## Task
Using the text on mobile learning, explain in one to three sentences why environmental understanding in school matters for future European citizens.

## Supplied text
** Begin **

16 SES 04 A, Mobile Learning
Paper/Pecha Kucha Session
For the past several decades, environmental understanding has been on the curricula for the compulsory years of schooling across Europe (Walsh, 1988; Stokes et al. 2001). Students readily identify with and choose to participate in this and their interest and engagement are piqued, leading to rich and enjoyable educational activities that are vital for the development of positive attitudes for future European citizens (Meyer, 2015).
Phenology, the study of periodic plant and animal life cycle events and how these are influenced by seasonal and inter-annual variations in climate, is central to an understanding of the interactions between the atmosphere and the biosphere (Landenburger, et al., 2006; Meyer, 2010). Collection of phenological information is a long established ‘Citizen Science’ activity across Europe, with national and even international associations gathering individual data sets provided by thousands of people annually (van Vliet, 2003). Recent technological advances now enable wider participation, including that of school students.

** End **

## Material

** Begin **

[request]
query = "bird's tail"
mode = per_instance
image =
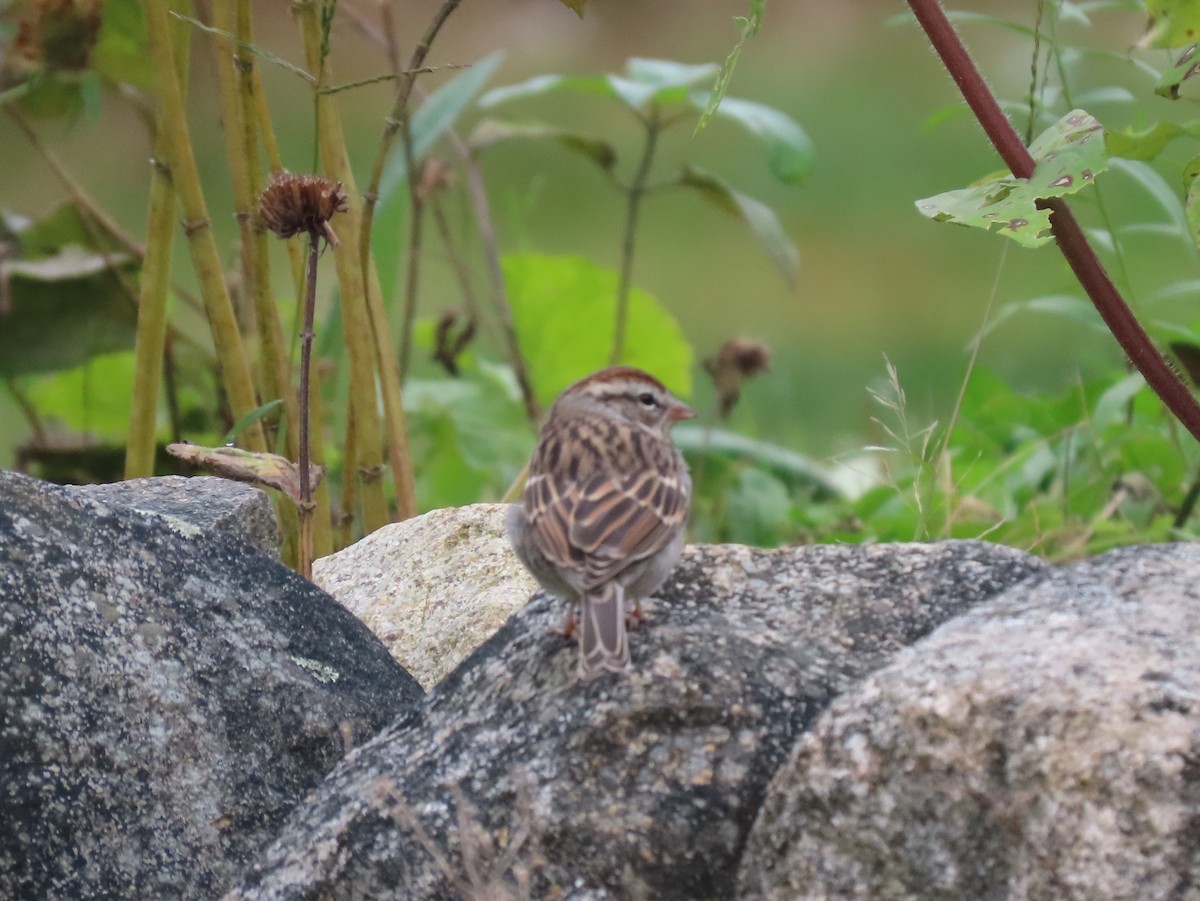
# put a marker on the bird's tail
(604, 643)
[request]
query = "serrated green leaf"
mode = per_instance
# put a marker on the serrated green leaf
(749, 26)
(564, 310)
(493, 131)
(1068, 155)
(757, 215)
(790, 152)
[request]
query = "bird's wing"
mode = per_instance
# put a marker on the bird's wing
(606, 517)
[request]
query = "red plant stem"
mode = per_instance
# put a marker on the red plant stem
(1067, 232)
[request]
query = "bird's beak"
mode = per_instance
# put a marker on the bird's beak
(681, 410)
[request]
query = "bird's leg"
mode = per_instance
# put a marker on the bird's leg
(635, 617)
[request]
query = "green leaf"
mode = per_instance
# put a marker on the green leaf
(576, 5)
(93, 398)
(645, 82)
(493, 131)
(757, 215)
(1173, 23)
(1113, 403)
(469, 437)
(564, 310)
(546, 84)
(790, 151)
(1170, 82)
(759, 509)
(1192, 198)
(784, 463)
(123, 52)
(1067, 306)
(749, 26)
(63, 310)
(1068, 157)
(435, 118)
(250, 418)
(1147, 143)
(659, 80)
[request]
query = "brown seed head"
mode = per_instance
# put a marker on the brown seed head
(58, 35)
(436, 178)
(738, 360)
(292, 204)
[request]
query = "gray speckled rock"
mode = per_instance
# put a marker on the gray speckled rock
(165, 701)
(240, 511)
(1045, 745)
(433, 588)
(522, 781)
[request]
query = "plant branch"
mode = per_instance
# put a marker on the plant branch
(305, 508)
(205, 259)
(399, 116)
(636, 191)
(1074, 246)
(484, 223)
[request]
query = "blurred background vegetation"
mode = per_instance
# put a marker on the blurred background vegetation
(877, 287)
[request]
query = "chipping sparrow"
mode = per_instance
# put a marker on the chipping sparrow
(605, 504)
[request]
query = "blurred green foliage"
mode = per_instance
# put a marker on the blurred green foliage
(1061, 470)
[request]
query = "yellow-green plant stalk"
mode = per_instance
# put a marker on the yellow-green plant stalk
(294, 204)
(343, 527)
(399, 119)
(241, 152)
(154, 290)
(355, 316)
(148, 348)
(205, 259)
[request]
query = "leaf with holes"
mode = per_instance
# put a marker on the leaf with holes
(1068, 156)
(1173, 79)
(757, 215)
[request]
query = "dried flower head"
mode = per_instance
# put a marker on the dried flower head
(292, 204)
(736, 361)
(57, 35)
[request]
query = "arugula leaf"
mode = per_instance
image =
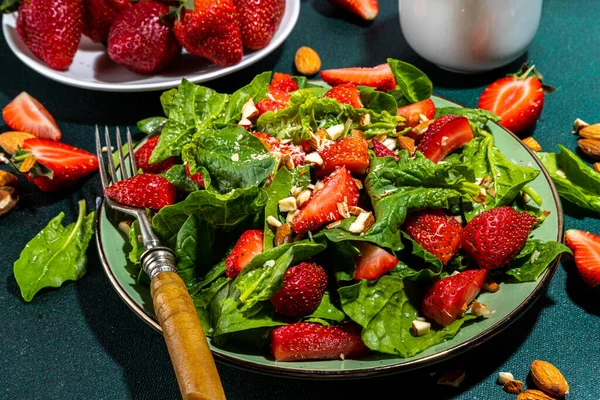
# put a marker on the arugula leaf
(56, 254)
(412, 82)
(385, 312)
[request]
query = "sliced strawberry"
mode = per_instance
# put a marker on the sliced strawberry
(349, 152)
(436, 232)
(445, 135)
(249, 245)
(379, 77)
(373, 261)
(144, 190)
(494, 237)
(346, 93)
(412, 112)
(366, 9)
(586, 252)
(26, 114)
(449, 297)
(322, 207)
(302, 290)
(142, 155)
(311, 341)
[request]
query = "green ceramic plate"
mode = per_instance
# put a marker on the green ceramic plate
(509, 303)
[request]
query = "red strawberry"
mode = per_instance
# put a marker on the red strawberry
(586, 252)
(445, 135)
(345, 93)
(284, 82)
(322, 207)
(142, 155)
(57, 165)
(350, 152)
(311, 341)
(302, 290)
(366, 9)
(373, 261)
(436, 232)
(494, 237)
(282, 150)
(260, 19)
(197, 177)
(382, 151)
(449, 297)
(26, 114)
(140, 40)
(211, 29)
(249, 245)
(412, 112)
(144, 190)
(379, 77)
(518, 99)
(51, 29)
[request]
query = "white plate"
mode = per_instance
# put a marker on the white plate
(93, 69)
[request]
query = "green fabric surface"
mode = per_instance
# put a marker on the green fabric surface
(82, 341)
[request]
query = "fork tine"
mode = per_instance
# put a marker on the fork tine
(122, 164)
(101, 168)
(111, 163)
(131, 155)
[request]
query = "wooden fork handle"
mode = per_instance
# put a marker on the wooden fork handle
(188, 348)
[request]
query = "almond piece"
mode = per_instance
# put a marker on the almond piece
(548, 378)
(307, 61)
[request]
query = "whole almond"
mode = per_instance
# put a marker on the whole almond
(307, 61)
(11, 141)
(549, 379)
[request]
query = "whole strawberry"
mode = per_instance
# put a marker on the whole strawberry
(302, 290)
(51, 29)
(494, 237)
(260, 19)
(144, 190)
(140, 40)
(211, 29)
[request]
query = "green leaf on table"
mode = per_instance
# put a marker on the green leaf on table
(56, 254)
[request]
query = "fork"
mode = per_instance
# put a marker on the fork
(188, 348)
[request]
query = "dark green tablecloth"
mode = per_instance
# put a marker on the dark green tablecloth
(82, 342)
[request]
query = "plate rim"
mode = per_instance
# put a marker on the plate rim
(429, 360)
(44, 70)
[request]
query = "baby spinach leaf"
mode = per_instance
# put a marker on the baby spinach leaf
(56, 254)
(385, 312)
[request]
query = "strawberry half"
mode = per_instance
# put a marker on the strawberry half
(412, 112)
(445, 135)
(494, 237)
(142, 155)
(302, 290)
(436, 232)
(249, 245)
(379, 77)
(349, 152)
(322, 207)
(373, 261)
(449, 297)
(586, 252)
(311, 341)
(144, 191)
(26, 114)
(518, 99)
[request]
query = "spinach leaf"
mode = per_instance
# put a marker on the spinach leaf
(191, 108)
(229, 159)
(412, 82)
(56, 254)
(575, 181)
(385, 312)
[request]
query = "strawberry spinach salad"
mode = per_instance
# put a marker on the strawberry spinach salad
(317, 222)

** End **

## The solution
Students readily identify with environmental understanding and choose to take part in it, which piques their interest and engagement. This leads to rich and enjoyable educational activities, which the text calls vital for developing positive attitudes in future European citizens.